* **Brief**: Could you reproduce the data starting at the line that contains "of the wide" and ending at the last line, changing "keypoint" to "marker" and leaving everything else the same?

* **Data lines**:
%%
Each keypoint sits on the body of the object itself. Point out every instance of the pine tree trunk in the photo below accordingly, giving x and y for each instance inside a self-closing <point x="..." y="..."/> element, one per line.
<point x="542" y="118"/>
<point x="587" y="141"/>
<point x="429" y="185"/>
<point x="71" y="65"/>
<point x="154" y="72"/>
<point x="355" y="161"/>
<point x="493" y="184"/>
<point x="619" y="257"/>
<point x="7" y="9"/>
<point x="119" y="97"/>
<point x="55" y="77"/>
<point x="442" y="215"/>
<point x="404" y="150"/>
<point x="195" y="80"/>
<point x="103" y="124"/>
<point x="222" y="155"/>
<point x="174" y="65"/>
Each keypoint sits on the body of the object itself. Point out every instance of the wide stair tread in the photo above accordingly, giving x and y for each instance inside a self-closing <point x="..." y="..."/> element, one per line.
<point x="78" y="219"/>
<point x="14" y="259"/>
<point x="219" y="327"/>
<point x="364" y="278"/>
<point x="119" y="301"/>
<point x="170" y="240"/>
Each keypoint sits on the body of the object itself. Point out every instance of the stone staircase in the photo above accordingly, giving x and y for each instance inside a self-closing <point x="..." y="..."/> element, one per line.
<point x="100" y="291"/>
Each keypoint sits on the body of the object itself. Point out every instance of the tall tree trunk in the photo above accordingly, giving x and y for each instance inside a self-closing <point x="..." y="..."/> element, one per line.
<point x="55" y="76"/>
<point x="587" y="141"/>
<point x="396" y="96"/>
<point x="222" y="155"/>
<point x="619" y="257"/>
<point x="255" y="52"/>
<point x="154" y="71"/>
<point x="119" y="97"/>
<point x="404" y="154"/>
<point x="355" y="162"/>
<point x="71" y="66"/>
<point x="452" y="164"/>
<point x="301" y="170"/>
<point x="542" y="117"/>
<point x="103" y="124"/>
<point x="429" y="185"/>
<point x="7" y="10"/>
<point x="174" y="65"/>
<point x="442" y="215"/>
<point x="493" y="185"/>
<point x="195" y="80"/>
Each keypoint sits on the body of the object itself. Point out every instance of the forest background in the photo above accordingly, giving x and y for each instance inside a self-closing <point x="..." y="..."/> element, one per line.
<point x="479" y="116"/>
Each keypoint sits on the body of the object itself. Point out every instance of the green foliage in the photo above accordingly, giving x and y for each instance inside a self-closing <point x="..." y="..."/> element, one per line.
%%
* **Output for this task**:
Each marker sits on the body of the object itself. Point out every instance of the wide stair tread in the photo above accordingly, giving x and y for each instance inside a self-closing <point x="..." y="..."/> element, one per line.
<point x="78" y="219"/>
<point x="14" y="259"/>
<point x="219" y="327"/>
<point x="364" y="278"/>
<point x="119" y="301"/>
<point x="170" y="240"/>
Each marker sits on the body of the object itself. Point out every instance of the stone staircase in the photo above accordingly, giving x and y for each instance inside a self-closing <point x="..." y="..."/> element, one per line.
<point x="100" y="291"/>
Each marker sits on the body of the object itself. Point out every instance of the tall tree trunk in the photo above accordingly, giving x and y for each instance inside a self-closing <point x="..." y="..."/> element, one per line.
<point x="55" y="76"/>
<point x="587" y="141"/>
<point x="396" y="96"/>
<point x="222" y="155"/>
<point x="619" y="257"/>
<point x="255" y="52"/>
<point x="154" y="71"/>
<point x="119" y="97"/>
<point x="404" y="154"/>
<point x="355" y="162"/>
<point x="71" y="66"/>
<point x="452" y="164"/>
<point x="301" y="170"/>
<point x="542" y="117"/>
<point x="103" y="124"/>
<point x="429" y="185"/>
<point x="7" y="10"/>
<point x="174" y="65"/>
<point x="442" y="215"/>
<point x="493" y="185"/>
<point x="195" y="80"/>
Each marker sits on the body of the object itself. Point out every instance of the forest background in the photo above accordingly, giving x and y for each instance inside a self-closing <point x="..." y="..."/> element, one per line.
<point x="479" y="116"/>
Each marker sits on the body of the object itself. Point out every instance of the green foliage in the photo above accordingly, giving x and y for each instance inside a self-closing <point x="..." y="..."/> element, one per line.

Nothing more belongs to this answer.